(DOCUMENT TEXT):
I think facts are more important than your (or even ds1's) opinions.
So I think a written report very like your op but without the paragraph about being scared of how he will react would be a very fair way to describe things.
Can I ask a question - if you found out his new partner was pregnant, would you have any concerns for the baby? Would those concerns be strong enough for you to consider contacting social services? Or would you think they would (as a couple) be fine as parents? Because it would be tough to stand in their way of adopting if you think they would be ok as parents to a child born to them. The social workers doing the assessment will stress the particular challenges involved in adopting, and will take his relationship with your boys into consideration.
They don't really want you opinion as such, just a factual record of when and how your relationship broke down, and how he is as a father to his children.
I take your comments about then and now. Not coping then and having developed skills and maturity now are very relevant, so factual presentation and a timeline are important.
Autism does stretch degrees of sanity. I totally get what you're saying about dragging out the road. DS1 still believes he would tell the car off if it hits him when he steps out in front of it. He can recite the highway code but can't understand he doesn't rule the road and drivers need time to react etc.

(Coordinate annotation entries)

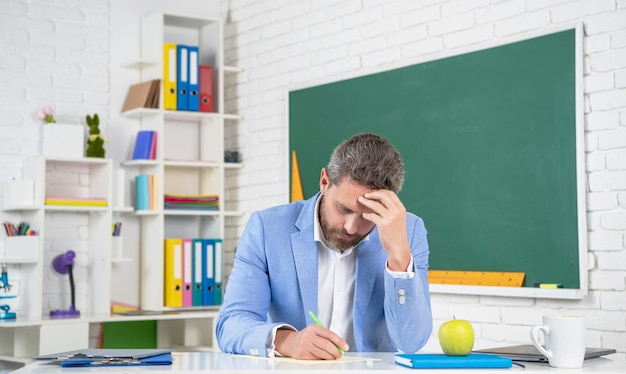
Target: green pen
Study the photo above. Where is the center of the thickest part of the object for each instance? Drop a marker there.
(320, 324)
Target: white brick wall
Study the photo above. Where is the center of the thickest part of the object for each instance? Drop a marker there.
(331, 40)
...
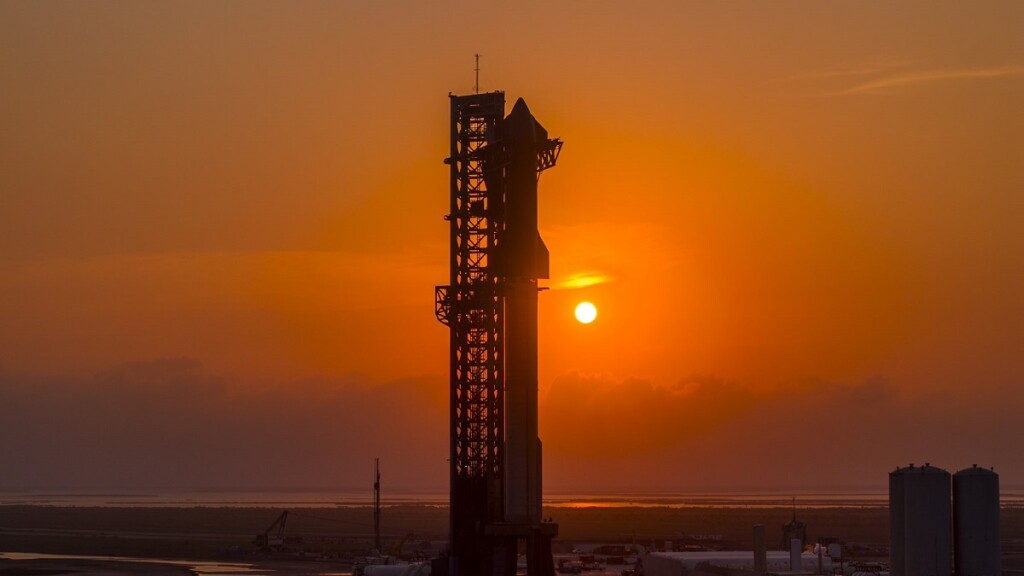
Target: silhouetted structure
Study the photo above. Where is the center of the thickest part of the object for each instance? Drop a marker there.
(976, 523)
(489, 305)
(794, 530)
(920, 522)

(EXERCISE TASKS):
A – Edit the passage of the forum post that begins at the words "Autism does stretch" and stops after "to react etc.", changing "the highway code" to "the traffic laws".
B – In the forum post, what does DS1 believe he would do if a car hit him when he stepped out in front of it?
The rows above are separate material and unrelated to the forum post.

(EXERCISE RESULTS):
A –
Autism does stretch degrees of sanity. I totally get what you're saying about dragging out the road. DS1 still believes he would tell the car off if it hits him when he steps out in front of it. He can recite the traffic laws but can't understand he doesn't rule the road and drivers need time to react etc.

B – He believes he would tell the car off.